Task description
Transcribe the listing below word for word, leaving out the pictures.

Records shown
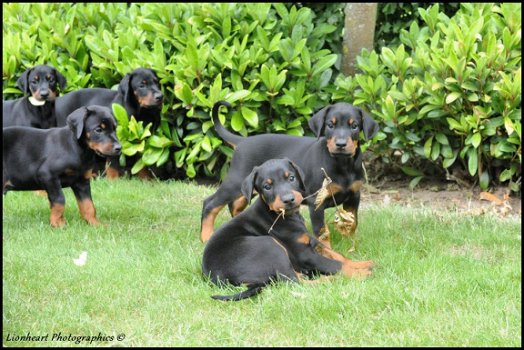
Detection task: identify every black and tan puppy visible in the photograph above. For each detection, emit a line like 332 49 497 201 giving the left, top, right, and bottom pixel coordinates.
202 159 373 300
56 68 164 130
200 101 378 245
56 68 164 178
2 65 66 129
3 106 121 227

Solution for this problem
Detection task: identify every black and tan puppy visible in the photograph above. For each detection, emit a line like 332 49 497 201 giving the left, top, right, and bottom pixel coordinates.
202 159 373 300
56 68 164 130
200 101 378 245
56 68 164 178
2 65 66 129
3 106 121 227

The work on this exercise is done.